**Aim:**
Reproduce every line, starting at the line that contains "In this screen capture, where is the hill" and ending at the end of the data. Offset each bounding box coordinate in the answers by -98, and leave all other numbers unchanged.

**The input:**
────
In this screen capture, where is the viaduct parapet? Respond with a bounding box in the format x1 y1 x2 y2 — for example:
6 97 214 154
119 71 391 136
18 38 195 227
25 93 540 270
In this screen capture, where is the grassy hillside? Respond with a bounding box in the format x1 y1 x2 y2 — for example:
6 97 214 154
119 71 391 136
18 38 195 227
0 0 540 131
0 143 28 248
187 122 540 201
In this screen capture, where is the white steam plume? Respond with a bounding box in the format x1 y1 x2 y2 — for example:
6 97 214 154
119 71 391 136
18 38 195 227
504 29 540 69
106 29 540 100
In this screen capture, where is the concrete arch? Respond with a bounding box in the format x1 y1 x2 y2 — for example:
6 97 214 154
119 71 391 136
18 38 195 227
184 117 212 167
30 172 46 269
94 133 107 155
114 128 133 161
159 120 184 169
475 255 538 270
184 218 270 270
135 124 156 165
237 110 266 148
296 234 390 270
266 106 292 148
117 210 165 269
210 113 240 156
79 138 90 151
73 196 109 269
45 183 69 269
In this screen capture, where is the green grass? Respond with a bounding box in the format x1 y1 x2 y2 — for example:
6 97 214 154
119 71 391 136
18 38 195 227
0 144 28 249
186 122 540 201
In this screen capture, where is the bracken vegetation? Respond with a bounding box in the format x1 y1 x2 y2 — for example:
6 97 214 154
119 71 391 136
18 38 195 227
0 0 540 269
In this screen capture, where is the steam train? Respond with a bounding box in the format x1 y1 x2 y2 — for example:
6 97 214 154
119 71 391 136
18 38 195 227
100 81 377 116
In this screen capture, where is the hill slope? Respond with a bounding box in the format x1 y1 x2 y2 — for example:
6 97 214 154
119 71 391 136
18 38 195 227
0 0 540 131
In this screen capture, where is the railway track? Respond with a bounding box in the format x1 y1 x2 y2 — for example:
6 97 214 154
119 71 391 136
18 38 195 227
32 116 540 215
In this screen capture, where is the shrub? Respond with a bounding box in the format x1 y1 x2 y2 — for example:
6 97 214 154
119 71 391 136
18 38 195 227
────
**Expected answer:**
In this screen capture, where is the hill slope? Respond with a bounding box in the format x1 y1 x2 y2 — for example:
6 97 214 154
119 71 391 136
18 38 195 227
-98 -98 442 33
In this screen capture, where is the railway track? Respond with a bounding box in the format x1 y1 x2 y2 — for example:
6 97 214 154
119 71 391 136
18 38 195 227
-66 18 442 117
In this screen capture, where is the shrub? Respond with a bounding box in the format x1 y1 x2 y2 — for example:
6 97 214 154
119 71 391 136
18 38 195 227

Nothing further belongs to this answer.